[GOAL OF THE EXERCISE] Your task is to quote the material that follows, in full and exactly.

-- begin --

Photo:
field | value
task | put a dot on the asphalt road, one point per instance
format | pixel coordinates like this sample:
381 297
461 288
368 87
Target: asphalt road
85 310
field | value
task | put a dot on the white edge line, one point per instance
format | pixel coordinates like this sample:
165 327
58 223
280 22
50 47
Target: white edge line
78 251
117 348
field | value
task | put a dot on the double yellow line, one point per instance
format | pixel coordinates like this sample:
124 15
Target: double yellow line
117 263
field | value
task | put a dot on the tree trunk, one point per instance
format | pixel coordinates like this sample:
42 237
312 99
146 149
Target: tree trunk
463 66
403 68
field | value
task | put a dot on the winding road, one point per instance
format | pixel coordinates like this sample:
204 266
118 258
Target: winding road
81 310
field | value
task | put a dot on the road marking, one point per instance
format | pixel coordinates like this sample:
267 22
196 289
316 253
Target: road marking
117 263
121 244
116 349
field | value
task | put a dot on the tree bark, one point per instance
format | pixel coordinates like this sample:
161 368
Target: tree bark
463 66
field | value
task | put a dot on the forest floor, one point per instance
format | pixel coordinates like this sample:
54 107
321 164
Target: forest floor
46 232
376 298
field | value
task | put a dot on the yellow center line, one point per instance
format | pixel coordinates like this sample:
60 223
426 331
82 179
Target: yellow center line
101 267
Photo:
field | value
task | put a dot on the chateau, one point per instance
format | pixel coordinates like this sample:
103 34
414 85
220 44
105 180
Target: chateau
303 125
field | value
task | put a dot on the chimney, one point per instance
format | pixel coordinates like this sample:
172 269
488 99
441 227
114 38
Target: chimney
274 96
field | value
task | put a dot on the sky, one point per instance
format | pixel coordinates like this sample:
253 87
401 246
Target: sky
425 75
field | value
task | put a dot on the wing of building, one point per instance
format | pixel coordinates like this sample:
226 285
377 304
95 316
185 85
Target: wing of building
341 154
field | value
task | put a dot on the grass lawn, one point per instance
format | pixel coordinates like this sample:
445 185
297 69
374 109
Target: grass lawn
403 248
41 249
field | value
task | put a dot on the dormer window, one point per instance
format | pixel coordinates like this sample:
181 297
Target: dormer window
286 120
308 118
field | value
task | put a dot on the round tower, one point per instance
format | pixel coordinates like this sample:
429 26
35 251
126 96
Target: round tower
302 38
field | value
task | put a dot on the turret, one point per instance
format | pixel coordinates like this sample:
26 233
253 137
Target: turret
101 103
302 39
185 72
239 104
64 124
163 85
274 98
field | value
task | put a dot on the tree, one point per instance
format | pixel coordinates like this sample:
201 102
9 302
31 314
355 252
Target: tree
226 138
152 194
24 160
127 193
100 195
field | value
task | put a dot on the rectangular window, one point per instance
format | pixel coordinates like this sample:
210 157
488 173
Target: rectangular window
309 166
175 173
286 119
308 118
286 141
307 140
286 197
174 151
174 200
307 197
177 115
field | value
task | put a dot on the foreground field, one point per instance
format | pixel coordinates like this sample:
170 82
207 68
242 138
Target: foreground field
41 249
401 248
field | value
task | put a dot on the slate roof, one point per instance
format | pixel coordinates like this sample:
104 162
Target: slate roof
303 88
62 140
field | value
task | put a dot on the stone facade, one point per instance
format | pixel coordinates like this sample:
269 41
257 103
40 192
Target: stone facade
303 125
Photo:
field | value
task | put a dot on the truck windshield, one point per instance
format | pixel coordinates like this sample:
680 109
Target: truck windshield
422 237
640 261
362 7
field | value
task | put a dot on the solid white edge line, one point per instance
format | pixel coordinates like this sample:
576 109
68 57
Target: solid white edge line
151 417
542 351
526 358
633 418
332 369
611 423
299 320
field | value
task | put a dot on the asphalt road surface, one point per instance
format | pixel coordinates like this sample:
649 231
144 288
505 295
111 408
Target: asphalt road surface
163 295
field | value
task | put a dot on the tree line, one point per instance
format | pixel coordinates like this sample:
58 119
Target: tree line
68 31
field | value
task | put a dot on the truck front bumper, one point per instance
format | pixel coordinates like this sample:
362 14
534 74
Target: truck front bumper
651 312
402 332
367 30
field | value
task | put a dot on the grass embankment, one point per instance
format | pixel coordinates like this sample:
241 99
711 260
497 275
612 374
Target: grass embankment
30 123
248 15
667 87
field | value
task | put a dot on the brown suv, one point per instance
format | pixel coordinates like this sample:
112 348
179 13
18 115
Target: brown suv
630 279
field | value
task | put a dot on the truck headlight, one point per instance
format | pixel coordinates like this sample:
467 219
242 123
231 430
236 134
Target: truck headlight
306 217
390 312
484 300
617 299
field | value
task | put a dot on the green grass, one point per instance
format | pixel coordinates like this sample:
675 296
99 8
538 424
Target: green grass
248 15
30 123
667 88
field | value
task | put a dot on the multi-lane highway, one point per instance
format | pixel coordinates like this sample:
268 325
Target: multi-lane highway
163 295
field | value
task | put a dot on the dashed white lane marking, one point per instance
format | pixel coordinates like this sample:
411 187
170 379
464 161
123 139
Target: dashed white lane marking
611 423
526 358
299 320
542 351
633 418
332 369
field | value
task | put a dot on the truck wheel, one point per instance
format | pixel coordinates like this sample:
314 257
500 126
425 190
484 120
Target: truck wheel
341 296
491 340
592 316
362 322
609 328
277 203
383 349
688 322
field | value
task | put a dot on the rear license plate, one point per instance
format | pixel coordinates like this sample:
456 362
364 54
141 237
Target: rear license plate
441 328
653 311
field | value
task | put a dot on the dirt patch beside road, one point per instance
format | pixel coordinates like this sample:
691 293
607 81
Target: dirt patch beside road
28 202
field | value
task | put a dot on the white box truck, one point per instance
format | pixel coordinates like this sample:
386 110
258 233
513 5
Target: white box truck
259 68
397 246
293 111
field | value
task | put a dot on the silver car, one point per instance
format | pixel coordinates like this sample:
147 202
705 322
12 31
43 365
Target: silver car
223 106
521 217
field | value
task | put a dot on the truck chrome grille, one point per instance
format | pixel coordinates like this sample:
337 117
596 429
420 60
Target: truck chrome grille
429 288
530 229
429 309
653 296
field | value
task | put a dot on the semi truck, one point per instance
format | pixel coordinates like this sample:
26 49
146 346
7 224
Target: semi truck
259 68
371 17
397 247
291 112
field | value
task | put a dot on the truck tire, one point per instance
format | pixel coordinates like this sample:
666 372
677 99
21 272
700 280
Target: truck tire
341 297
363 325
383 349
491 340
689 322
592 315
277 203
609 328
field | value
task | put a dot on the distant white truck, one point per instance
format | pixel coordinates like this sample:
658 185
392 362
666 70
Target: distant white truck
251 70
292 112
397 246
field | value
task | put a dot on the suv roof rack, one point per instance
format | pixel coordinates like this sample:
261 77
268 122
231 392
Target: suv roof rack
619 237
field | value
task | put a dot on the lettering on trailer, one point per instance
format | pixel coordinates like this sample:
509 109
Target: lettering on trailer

-- end --

[SOLUTION TO THIS EXERCISE]
Photo:
field | value
task | put a dot on the asphalt road, one point per instance
format | pixel coordinates like this sample:
381 297
461 288
368 87
Target: asphalt road
85 310
field | value
task | put a dot on the white edge line, one point per instance
format | pixel coordinates like this sample:
165 327
58 223
280 22
50 47
Target: white edge line
78 251
117 348
field | value
task | put a dot on the double yellow line, one point per instance
format | pixel coordinates like this sample:
124 15
Target: double yellow line
117 263
field | value
task | put a dot on the tree trunk, one point per instance
format | pixel coordinates like this sample:
42 237
312 99
146 149
Target: tree trunk
463 66
403 68
field | value
task | put a dot on the winding road, one point per instance
format | pixel coordinates like this sample:
204 266
118 258
Target: winding road
81 310
field | value
task | put a dot on the road marking, one point per instance
format | pixel coordinates like this sample:
267 22
196 289
316 253
Target: road marking
117 263
121 244
116 349
field | value
task | put a dot on the tree bark, one point per instance
format | pixel coordinates like this sample:
161 368
Target: tree bark
463 66
field | value
task | put a dot on the forest floor, one point per instance
format | pixel coordinates like this sample:
54 107
321 164
Target: forest floor
46 232
376 298
field | value
task | put a dot on the yellow center line, one point per instance
format | pixel coordinates like this sample:
60 223
426 331
82 179
Target: yellow center line
101 267
Photo:
field | value
task | put a dot on the chateau, one point per instance
format | pixel coordinates like this sample:
103 34
414 85
220 44
105 180
Target: chateau
303 125
field | value
task | put a dot on the chimney, one point per instance
format | pixel coordinates like this sample:
172 269
488 99
441 227
114 38
Target: chimney
274 96
field | value
task | put a dot on the sky, one point per instance
format | pixel coordinates like this sample:
253 87
401 246
Target: sky
425 75
field | value
task | put a dot on the wing of building, one point per instance
format | pixel coordinates like this sample:
226 285
377 304
95 316
185 85
Target: wing of building
341 154
field | value
task | put a dot on the grass lawn, one point per instance
format | pixel coordinates like this sample:
445 185
297 69
374 109
Target: grass lawn
403 248
41 249
field | value
task | put a dot on the dormer window, one point per instance
format | pixel coordinates like this sample:
181 297
Target: dormer window
286 120
308 118
field | value
task | put a dot on the round tower, one point per instance
format | pixel coordinates like this sample:
429 26
35 251
126 96
Target: round tower
302 38
field | value
task | put a dot on the turret, one point per instance
format | pixel coordinates like this sample:
26 233
253 137
Target: turret
101 103
302 39
185 72
239 104
64 124
163 85
274 98
field | value
task | put a dot on the tree, one point per instance
format | pixel coordinates like this sample:
201 102
9 302
31 314
355 252
Target: tree
226 138
152 194
24 160
127 193
100 195
field | value
task | put a dot on the rectangular window, one point per instance
format | pixel coordinates like this sample:
210 157
488 173
Target: rectangular window
309 166
175 173
286 119
308 118
286 141
307 140
286 197
174 151
174 200
307 197
177 115
field | value
task | put a dot on the foreground field, one point per instance
format | pixel coordinates like this sample:
170 82
207 68
242 138
Target: foreground field
41 249
401 248
field | value
task | put a dot on the slate roof, one point per instance
format | pixel coordinates like this sample:
104 162
Target: slate roof
303 88
62 140
field | value
task | put a dot on the stone facade, one point per instance
format | pixel coordinates like this sample:
269 41
257 103
40 192
Target: stone facade
303 125
Photo:
field | value
task | put a dot on the truck windshield, one point per instance
format | pixel coordinates like this sample:
680 109
Target: truck windshield
422 237
640 261
362 7
field | value
task | put a dot on the solid white edge line, one point per instance
format | pixel coordinates like this sample:
576 109
68 57
Target: solid white edge line
151 417
542 351
526 358
633 418
332 369
611 423
299 320
field | value
task | put a dot on the asphalt road surface, one point per instance
format | pixel coordinates like this sample:
649 231
144 288
505 295
111 408
Target: asphalt road surface
163 295
field | value
task | put a dot on the tree line, one point per instance
format | pixel coordinates like this sample:
58 119
Target: tree line
68 31
field | value
task | put a dot on the truck front bumper, one point per instance
format | pixel coordinates like this sample:
362 14
534 74
Target: truck front bumper
651 312
402 332
367 30
field | value
task | put a dot on the grass embankment, one point per instance
format | pixel coordinates like this sample:
241 99
711 260
497 275
612 374
Target: grass embankment
30 123
248 15
667 87
field | value
task | put a dot on the brown suv, one point per instance
format | pixel coordinates like this sample:
112 348
179 13
18 115
Target: brown suv
630 279
field | value
task | put a dot on the truck headlight, one point per instance
format | pixel coordinates like this sample:
467 219
242 123
231 430
236 134
Target: truck headlight
306 217
390 312
484 300
617 299
field | value
task | put a dot on the green grass, one point per instance
format | pixel coordinates like this sample:
675 296
99 8
538 424
Target: green grass
248 15
30 123
667 88
field | value
task | put a dot on the multi-lane highway, one point per instance
format | pixel coordinates like this sample:
268 325
Target: multi-lane highway
163 295
field | value
task | put a dot on the dashed white lane marking, one point per instance
format | pixel coordinates like this sample:
411 187
170 379
464 161
123 139
Target: dashed white lane marking
611 423
526 358
299 320
542 351
633 418
332 369
field | value
task | put a dot on the truck wheel, one point per instance
format | pixel coordinates like this sample:
314 257
500 126
425 190
484 120
Target: truck wheel
341 296
491 340
592 316
362 322
609 328
277 203
383 349
688 322
field | value
task | put a dot on the rear license plate, one point per instance
format | pixel coordinates like this sample:
456 362
364 54
141 237
Target: rear license plate
441 328
653 311
field | value
task | put a dot on the dirt patch beside road, one point per instance
format | pixel coordinates like this sample:
691 293
607 81
Target: dirt patch beside road
28 202
field | value
task | put a dot on the white box truck, one point per instance
format | pixel coordinates like this sample:
386 110
258 233
513 5
Target: white box truck
259 68
397 246
293 111
field | value
task | put a dot on the silver car, one point per instance
format | pixel coordinates like this sample:
147 202
705 322
12 31
43 365
Target: silver car
223 106
521 217
field | value
task | put a dot on the truck chrome grille, one point per instance
format | pixel coordinates like this sample:
337 117
596 429
420 60
Target: truck chrome grille
429 288
530 229
429 309
653 296
field | value
task | put a dot on the semi truck, one point per instance
format | pixel coordinates like this sample:
26 49
146 346
7 224
Target: semi truck
259 68
371 17
397 247
291 112
field | value
task | put a dot on the truck tire, one point per instance
format | pixel coordinates like this sample:
666 372
677 99
21 272
700 280
Target: truck tire
341 297
363 325
383 349
491 340
689 322
592 315
277 203
609 328
field | value
task | put a dot on the distant white truck, one point per instance
format | pixel coordinates like this sample:
658 185
392 362
666 70
Target: distant white truck
251 70
292 112
397 246
field | value
task | put a dot on the suv roof rack, one point per instance
format | pixel coordinates like this sample:
261 77
268 122
231 392
Target: suv roof rack
619 237
field | value
task | put a dot on the lettering on trailer, one point per instance
format | pixel coordinates like this sample:
509 109
Target: lettering on trailer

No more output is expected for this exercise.